▶ **Text segment**:
•••
The Japs were still firing doggedly from Engineers Point. Elsewhere our tank-destroyers smashed pillboxes which the Nips had built in an old ice plant between Topside and the Hill.

At one time word came through that the portable hospital treating wounded paratroopers on Topside had used up all its plasma and whole blood and needed more. That hospital was two miles from Black Beach. Two men on a tank-destroyer volunteered to slug through with more plasma.

They stowed the life-saving stuff under their cannon and roared off along a winding road. Enemy machineguns near the ice plant beat against the armor of the SPM.

Through the sight slots of the tank-destroyer Sergeant Bill Hartman (Peoria, Illinois) and Corporal Mike Nolan (New York City) saw a shell-wrecked bridge ahead. The bridge lay askew and there was a jagged gap. Their self-propelled cannon weighed twenty-three tons.
•••
▶ **Data for review**:
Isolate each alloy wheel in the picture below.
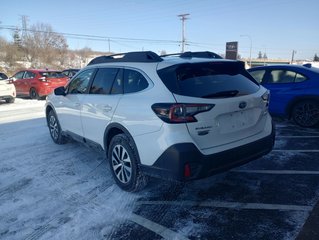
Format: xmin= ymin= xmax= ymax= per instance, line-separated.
xmin=112 ymin=145 xmax=132 ymax=184
xmin=49 ymin=115 xmax=59 ymax=140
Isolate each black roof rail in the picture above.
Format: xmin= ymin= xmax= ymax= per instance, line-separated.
xmin=161 ymin=51 xmax=222 ymax=59
xmin=88 ymin=51 xmax=163 ymax=65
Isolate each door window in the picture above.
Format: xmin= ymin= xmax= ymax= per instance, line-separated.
xmin=268 ymin=70 xmax=296 ymax=83
xmin=250 ymin=70 xmax=266 ymax=83
xmin=67 ymin=69 xmax=95 ymax=94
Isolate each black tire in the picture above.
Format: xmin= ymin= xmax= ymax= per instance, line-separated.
xmin=47 ymin=110 xmax=67 ymax=144
xmin=6 ymin=98 xmax=15 ymax=103
xmin=108 ymin=134 xmax=148 ymax=192
xmin=29 ymin=88 xmax=39 ymax=99
xmin=292 ymin=100 xmax=319 ymax=128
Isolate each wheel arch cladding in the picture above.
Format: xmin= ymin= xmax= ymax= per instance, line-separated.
xmin=104 ymin=123 xmax=141 ymax=164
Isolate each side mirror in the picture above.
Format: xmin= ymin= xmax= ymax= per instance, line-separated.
xmin=54 ymin=87 xmax=66 ymax=96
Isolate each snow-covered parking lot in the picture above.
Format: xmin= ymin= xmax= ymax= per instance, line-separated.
xmin=0 ymin=99 xmax=319 ymax=240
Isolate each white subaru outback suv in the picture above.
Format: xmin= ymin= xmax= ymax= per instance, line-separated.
xmin=46 ymin=52 xmax=275 ymax=191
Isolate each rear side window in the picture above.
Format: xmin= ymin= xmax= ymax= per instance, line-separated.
xmin=13 ymin=71 xmax=24 ymax=79
xmin=23 ymin=71 xmax=35 ymax=78
xmin=158 ymin=62 xmax=259 ymax=98
xmin=124 ymin=69 xmax=148 ymax=93
xmin=68 ymin=69 xmax=95 ymax=94
xmin=90 ymin=68 xmax=118 ymax=94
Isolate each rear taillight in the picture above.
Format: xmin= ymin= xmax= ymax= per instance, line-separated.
xmin=261 ymin=90 xmax=270 ymax=114
xmin=152 ymin=103 xmax=215 ymax=123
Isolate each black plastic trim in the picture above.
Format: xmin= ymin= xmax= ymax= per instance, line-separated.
xmin=88 ymin=51 xmax=163 ymax=66
xmin=141 ymin=125 xmax=275 ymax=181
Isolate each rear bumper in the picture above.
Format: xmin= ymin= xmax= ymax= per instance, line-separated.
xmin=140 ymin=122 xmax=275 ymax=181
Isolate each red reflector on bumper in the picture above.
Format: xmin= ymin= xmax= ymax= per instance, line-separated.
xmin=184 ymin=163 xmax=191 ymax=177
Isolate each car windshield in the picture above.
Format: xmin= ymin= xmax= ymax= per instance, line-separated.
xmin=40 ymin=72 xmax=65 ymax=78
xmin=158 ymin=62 xmax=259 ymax=98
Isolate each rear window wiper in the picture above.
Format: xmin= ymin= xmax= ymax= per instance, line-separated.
xmin=202 ymin=90 xmax=239 ymax=98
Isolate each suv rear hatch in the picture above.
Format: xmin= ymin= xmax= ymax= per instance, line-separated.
xmin=158 ymin=61 xmax=268 ymax=150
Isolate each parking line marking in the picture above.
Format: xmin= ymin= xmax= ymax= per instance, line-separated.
xmin=129 ymin=213 xmax=189 ymax=240
xmin=276 ymin=135 xmax=319 ymax=138
xmin=271 ymin=149 xmax=319 ymax=152
xmin=137 ymin=201 xmax=313 ymax=212
xmin=231 ymin=169 xmax=319 ymax=175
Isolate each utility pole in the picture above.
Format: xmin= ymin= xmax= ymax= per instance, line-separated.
xmin=178 ymin=13 xmax=190 ymax=53
xmin=240 ymin=34 xmax=253 ymax=67
xmin=21 ymin=15 xmax=29 ymax=39
xmin=290 ymin=50 xmax=297 ymax=64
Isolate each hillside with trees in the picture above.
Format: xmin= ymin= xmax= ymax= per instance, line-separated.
xmin=0 ymin=23 xmax=107 ymax=75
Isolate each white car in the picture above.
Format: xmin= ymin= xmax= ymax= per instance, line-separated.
xmin=0 ymin=73 xmax=16 ymax=103
xmin=45 ymin=52 xmax=275 ymax=191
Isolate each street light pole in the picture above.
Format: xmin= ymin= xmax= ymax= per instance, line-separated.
xmin=240 ymin=34 xmax=253 ymax=67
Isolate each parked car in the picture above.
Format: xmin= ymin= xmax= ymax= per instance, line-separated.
xmin=0 ymin=73 xmax=16 ymax=103
xmin=248 ymin=64 xmax=319 ymax=127
xmin=62 ymin=68 xmax=80 ymax=79
xmin=45 ymin=52 xmax=275 ymax=191
xmin=11 ymin=69 xmax=68 ymax=99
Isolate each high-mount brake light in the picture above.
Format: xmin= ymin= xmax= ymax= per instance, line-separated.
xmin=152 ymin=103 xmax=215 ymax=123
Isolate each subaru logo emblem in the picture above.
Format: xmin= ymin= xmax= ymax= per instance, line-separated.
xmin=238 ymin=102 xmax=247 ymax=109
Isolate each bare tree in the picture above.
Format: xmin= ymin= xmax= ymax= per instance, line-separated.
xmin=22 ymin=23 xmax=68 ymax=67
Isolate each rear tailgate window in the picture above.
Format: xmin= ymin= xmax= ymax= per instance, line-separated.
xmin=157 ymin=62 xmax=259 ymax=98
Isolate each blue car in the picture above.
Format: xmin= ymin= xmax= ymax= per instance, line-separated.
xmin=248 ymin=64 xmax=319 ymax=127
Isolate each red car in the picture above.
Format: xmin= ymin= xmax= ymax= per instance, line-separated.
xmin=11 ymin=69 xmax=69 ymax=99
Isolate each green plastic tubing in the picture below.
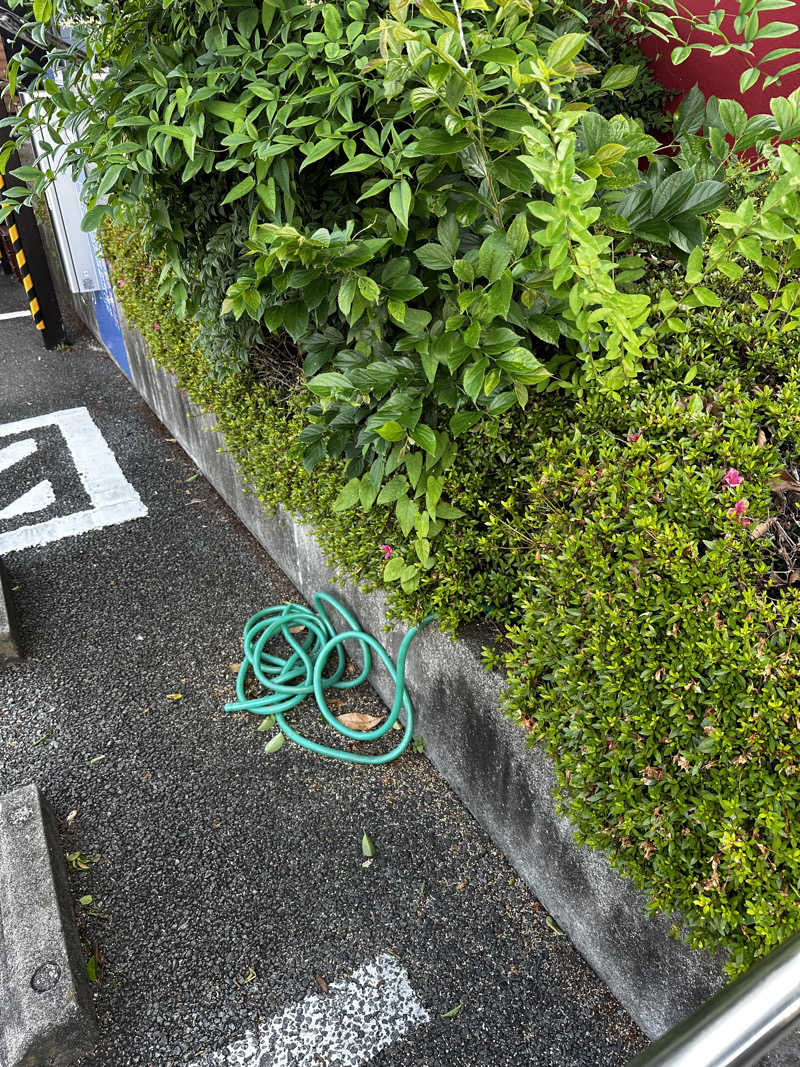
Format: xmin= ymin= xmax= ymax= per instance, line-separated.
•••
▶ **Exercise set**:
• a. Edit the tank-destroyer account, starting with "At one time" and going on through "with more plasma.", replacing "portable hospital" with "field hospital".
• b. For each statement, say yes or no depending on whether it agrees with the tank-destroyer account, and quote the deciding words: (i) The hospital was two miles from Black Beach. (ii) Three men volunteered to carry the plasma. (iii) The self-propelled cannon weighed twenty tons.
Rely only on the text for what follows.

▶ **Written answers**:
• a.
At one time word came through that the field hospital treating wounded paratroopers on Topside had used up all its plasma and whole blood and needed more. That hospital was two miles from Black Beach. Two men on a tank-destroyer volunteered to slug through with more plasma.

• b.
(i) Yes: "That hospital was two miles from Black Beach."
(ii) No: "Two men on a tank-destroyer volunteered to slug through with more plasma."
(iii) No: "Their self-propelled cannon weighed twenty-three tons."